TASK TO CARRY OUT: Copy the listing below line for line, leaving out the pictures.

Raw records
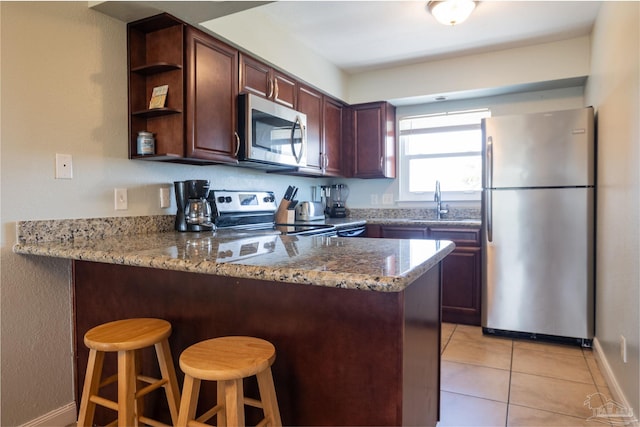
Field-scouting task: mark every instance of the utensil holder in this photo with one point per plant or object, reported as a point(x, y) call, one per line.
point(284, 215)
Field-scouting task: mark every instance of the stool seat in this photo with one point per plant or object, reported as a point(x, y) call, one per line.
point(228, 360)
point(127, 338)
point(127, 334)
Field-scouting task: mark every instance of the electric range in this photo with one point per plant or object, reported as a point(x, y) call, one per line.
point(254, 211)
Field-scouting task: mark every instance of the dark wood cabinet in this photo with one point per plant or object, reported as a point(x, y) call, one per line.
point(212, 79)
point(197, 124)
point(461, 275)
point(461, 269)
point(372, 140)
point(332, 137)
point(324, 132)
point(155, 59)
point(263, 80)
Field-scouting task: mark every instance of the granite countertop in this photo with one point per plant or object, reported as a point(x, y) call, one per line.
point(386, 265)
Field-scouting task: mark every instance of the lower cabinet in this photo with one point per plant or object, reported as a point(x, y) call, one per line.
point(461, 269)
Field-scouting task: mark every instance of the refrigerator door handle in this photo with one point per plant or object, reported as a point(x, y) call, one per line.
point(489, 185)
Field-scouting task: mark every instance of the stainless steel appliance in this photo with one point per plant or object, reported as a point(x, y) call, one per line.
point(538, 225)
point(272, 136)
point(309, 211)
point(193, 208)
point(336, 196)
point(255, 211)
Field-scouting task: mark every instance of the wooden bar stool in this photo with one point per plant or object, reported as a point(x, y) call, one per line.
point(127, 337)
point(227, 361)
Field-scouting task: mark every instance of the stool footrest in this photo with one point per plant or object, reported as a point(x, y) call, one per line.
point(151, 422)
point(253, 402)
point(104, 402)
point(154, 384)
point(209, 414)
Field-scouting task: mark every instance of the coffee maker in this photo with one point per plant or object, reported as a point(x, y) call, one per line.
point(336, 198)
point(194, 210)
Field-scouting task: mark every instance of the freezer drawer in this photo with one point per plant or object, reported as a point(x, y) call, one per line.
point(539, 261)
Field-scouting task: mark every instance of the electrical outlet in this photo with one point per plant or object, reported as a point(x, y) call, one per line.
point(120, 199)
point(165, 197)
point(64, 166)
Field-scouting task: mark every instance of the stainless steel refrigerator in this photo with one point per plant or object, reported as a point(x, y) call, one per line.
point(538, 225)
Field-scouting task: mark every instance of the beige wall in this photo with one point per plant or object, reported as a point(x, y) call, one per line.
point(63, 90)
point(613, 89)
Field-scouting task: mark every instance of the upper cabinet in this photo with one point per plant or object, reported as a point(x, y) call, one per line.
point(212, 81)
point(198, 122)
point(324, 132)
point(372, 143)
point(258, 78)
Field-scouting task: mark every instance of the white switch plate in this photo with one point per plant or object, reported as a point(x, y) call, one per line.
point(64, 166)
point(120, 199)
point(165, 197)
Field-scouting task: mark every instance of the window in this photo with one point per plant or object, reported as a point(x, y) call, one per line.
point(446, 147)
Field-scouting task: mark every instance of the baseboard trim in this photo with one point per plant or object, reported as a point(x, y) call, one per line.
point(612, 383)
point(61, 417)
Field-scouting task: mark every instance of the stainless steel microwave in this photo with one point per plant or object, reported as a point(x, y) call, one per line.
point(271, 135)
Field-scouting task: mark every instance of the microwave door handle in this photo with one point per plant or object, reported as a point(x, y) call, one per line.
point(297, 124)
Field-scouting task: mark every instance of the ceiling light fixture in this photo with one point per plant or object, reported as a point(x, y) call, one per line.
point(451, 12)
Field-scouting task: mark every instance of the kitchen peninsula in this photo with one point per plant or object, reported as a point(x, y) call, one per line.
point(355, 321)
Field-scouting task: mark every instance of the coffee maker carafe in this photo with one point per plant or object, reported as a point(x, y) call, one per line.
point(336, 200)
point(194, 210)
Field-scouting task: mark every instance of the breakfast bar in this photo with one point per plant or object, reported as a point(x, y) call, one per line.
point(355, 321)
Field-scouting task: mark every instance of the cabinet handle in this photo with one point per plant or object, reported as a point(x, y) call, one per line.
point(271, 85)
point(237, 144)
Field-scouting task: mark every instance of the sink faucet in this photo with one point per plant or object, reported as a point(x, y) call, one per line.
point(437, 197)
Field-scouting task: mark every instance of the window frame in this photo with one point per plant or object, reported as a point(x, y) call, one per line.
point(404, 195)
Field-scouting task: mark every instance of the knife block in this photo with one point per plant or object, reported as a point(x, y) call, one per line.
point(284, 215)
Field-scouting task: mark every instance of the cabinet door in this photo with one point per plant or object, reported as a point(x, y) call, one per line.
point(310, 103)
point(255, 77)
point(258, 78)
point(403, 232)
point(461, 280)
point(211, 98)
point(332, 137)
point(374, 140)
point(284, 89)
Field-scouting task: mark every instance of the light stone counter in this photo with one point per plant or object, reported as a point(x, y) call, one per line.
point(386, 265)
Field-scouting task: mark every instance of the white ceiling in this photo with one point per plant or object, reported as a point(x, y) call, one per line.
point(362, 35)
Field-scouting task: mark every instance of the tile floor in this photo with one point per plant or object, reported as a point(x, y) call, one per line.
point(490, 381)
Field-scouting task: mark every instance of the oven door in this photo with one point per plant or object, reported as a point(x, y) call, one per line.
point(271, 133)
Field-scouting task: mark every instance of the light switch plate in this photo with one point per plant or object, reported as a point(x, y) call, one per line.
point(64, 166)
point(120, 199)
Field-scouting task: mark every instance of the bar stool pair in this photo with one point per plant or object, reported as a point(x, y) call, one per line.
point(226, 360)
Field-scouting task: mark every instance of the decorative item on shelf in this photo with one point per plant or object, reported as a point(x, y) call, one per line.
point(146, 143)
point(158, 97)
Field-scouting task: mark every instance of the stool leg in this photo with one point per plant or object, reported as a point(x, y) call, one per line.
point(234, 402)
point(221, 419)
point(189, 401)
point(126, 388)
point(91, 385)
point(172, 389)
point(268, 397)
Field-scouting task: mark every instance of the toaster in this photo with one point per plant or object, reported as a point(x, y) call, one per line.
point(309, 211)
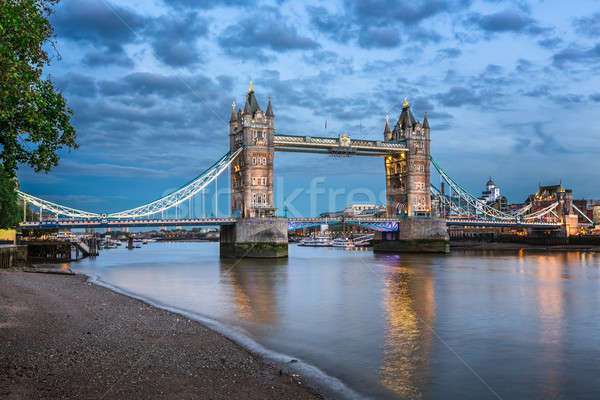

THE COMPLETED TASK:
Field-scouting task: mark every instance of the utensil holder in this photo with one point per plant or object, reported as a point(x, y) call, one per line.
point(284, 215)
Field-scouting task: mark every instance of the stool seat in this photo with one point per plant or object, reported as a point(x, y) call, one per line.
point(228, 360)
point(127, 338)
point(127, 334)
Field-scouting task: mark every instance of the electric range in this photo with one point per plant or object, reported as a point(x, y) call, one per line.
point(254, 211)
Field-scouting task: mark every instance of the dark wood cabinet in this photo with one point per plant or object, reported as a point(x, y) call, one per line.
point(212, 79)
point(197, 124)
point(461, 275)
point(461, 269)
point(372, 140)
point(332, 137)
point(324, 132)
point(155, 59)
point(263, 80)
Field-scouting task: mark every instance of the granite countertop in this photo with one point per plant or object, reported as a point(x, y) call, one per line.
point(386, 265)
Field-scouting task: mark every instance of the lower cabinet in this photo with one point per plant or object, reported as a point(x, y) call, one per line.
point(461, 269)
Field-scouting task: mark every instance of the refrigerator door handle in this photo with one point per plant or object, reported as a point(x, y) call, one per line.
point(489, 185)
Field-scouting task: mark every instance of the stainless steel appliance in this photo with one point per plant or object, reported as a point(x, y) call, one per line.
point(538, 225)
point(272, 136)
point(309, 211)
point(193, 208)
point(336, 196)
point(255, 211)
Field-scouting task: mark every instance of the wooden bar stool in this photo with one point per plant or object, reported as a point(x, y) call, one per line.
point(127, 337)
point(227, 361)
Field-scouting task: mark every instance of the stool footrest in this photo with one point per plant or object, reported as a point(x, y) call, one per line.
point(151, 422)
point(253, 402)
point(104, 402)
point(154, 384)
point(209, 414)
Field-scouting task: mark every instance of the coffee maker in this photo with one point per plant or object, reported as a point(x, y) call, one per line.
point(336, 198)
point(194, 210)
Field-scouting task: mark every instance of the freezer drawer in this photo with one point per plant or object, reported as a point(x, y) call, one per line.
point(539, 261)
Field-scouting task: mark every instance of the electrical outlet in this photo with one point per plant or object, reported as a point(x, y) call, one per line.
point(120, 199)
point(165, 197)
point(64, 166)
Field-scouting task: mark every instance of the stainless steel refrigerator in this photo with one point per plant or object, reported as a point(x, y) call, one per line.
point(538, 225)
Field-scouting task: mark every instance of the beige wall in this photo with one point per plant or object, reported as a point(x, y) call, one per line.
point(63, 90)
point(613, 89)
Field-scouting task: mark every instance of the upper cabinet in this photo with one point per plant or object, reported as a point(x, y) call, one per line.
point(212, 81)
point(198, 122)
point(324, 132)
point(372, 143)
point(258, 78)
Field-scouting task: mark every instance of the white switch plate in this photo with one point per plant or object, reported as a point(x, y) call, one per line.
point(64, 166)
point(120, 199)
point(165, 197)
Field-scouting task: mark every instance of the window in this photo with one point per plant or object, reported as a point(x, y) call, one per line.
point(446, 147)
Field-scouting task: mark every instance of the baseboard trim in this photo with one point per plant or object, reported as a point(x, y) call, one per line.
point(612, 383)
point(61, 417)
Field-scouting task: mark every instance of the stainless steel microwave in this photo with one point per plant or object, reported as a point(x, y) call, one per line.
point(271, 135)
Field-scouting task: mark every instance of the microwave door handle in this photo with one point per plant or object, reported as a point(x, y) call, one per line.
point(297, 124)
Field-scouting task: mark every instance of the ceiling light fixture in this photo with one point per plant or object, reported as a point(x, y) call, one per line.
point(451, 12)
Field-scouting task: mark every instance of the kitchen peninsula in this photo with one point per plant or object, reported as a point(x, y) call, one per line.
point(355, 321)
Field-scouting task: mark every instance of the coffee maker carafe in this photo with one point per plant or object, reported as a point(x, y) call, one per line.
point(336, 200)
point(194, 210)
Field-scouting task: mark every instance of the breakfast bar in this photo with one point per plant or object, reported as a point(x, y) call, one per line.
point(355, 321)
Field-scouting task: mark every instance of the cabinet handle in this photo with one point per plant or object, reported as a point(x, y) call, one per line.
point(271, 85)
point(237, 144)
Field-scouting task: mark every instance of the sink faucet in this photo with one point per plant or object, reported as a point(x, y) call, one per line.
point(437, 197)
Field-scouting task: mark every instance of the window frame in this photo with one point per plant or object, reported as a point(x, y) call, one per line.
point(404, 195)
Field-scouting task: mark every instance of the knife block in this photo with one point per plant or object, reported as a point(x, y) call, one per line.
point(284, 215)
Field-scouting task: mark every instance of the cabinet door in this photo with one point per plant or object, reported as a point(x, y) call, one per line.
point(310, 103)
point(255, 77)
point(258, 78)
point(403, 232)
point(461, 280)
point(211, 98)
point(332, 137)
point(374, 140)
point(284, 89)
Field-scouting task: mark every instance of the light stone counter in this photo with one point per plant or object, reported as a point(x, y) call, one per line.
point(386, 265)
Field-scouting task: mark every instance of the white ceiling in this photo with one point per plant or object, reported as a point(x, y) call, one per line.
point(362, 35)
Field-scouting task: mark every instance of the tile floor in this photo with one point per plant or object, reported as a point(x, y) call, one per line.
point(490, 381)
Field-scouting task: mark every instance of the oven door in this photo with one point per plant or object, reported as a point(x, y) call, one per line.
point(271, 133)
Field-scouting task: mark every instance of the light switch plate in this photo with one point per plant or object, reported as a point(x, y) call, one per line.
point(64, 166)
point(120, 199)
Field-scouting task: mark every instance of the bar stool pair in this photo with one point per plant or object, reported as a point(x, y) call, one per line.
point(226, 360)
Field-scouting task: mark every instance of the decorative item on shelf in this photo with one point per plant or object, reported as a point(x, y) call, one per line.
point(146, 143)
point(158, 97)
Field-scouting task: mark every instance of the stool leg in this photo with one point per plant or object, reported as a point(x, y) call, one per line.
point(234, 402)
point(221, 419)
point(189, 401)
point(126, 388)
point(91, 385)
point(172, 389)
point(268, 397)
Field-scouting task: mark every instance of the toaster in this photo with one point per plant or object, reported as a point(x, y) call, one per line.
point(309, 211)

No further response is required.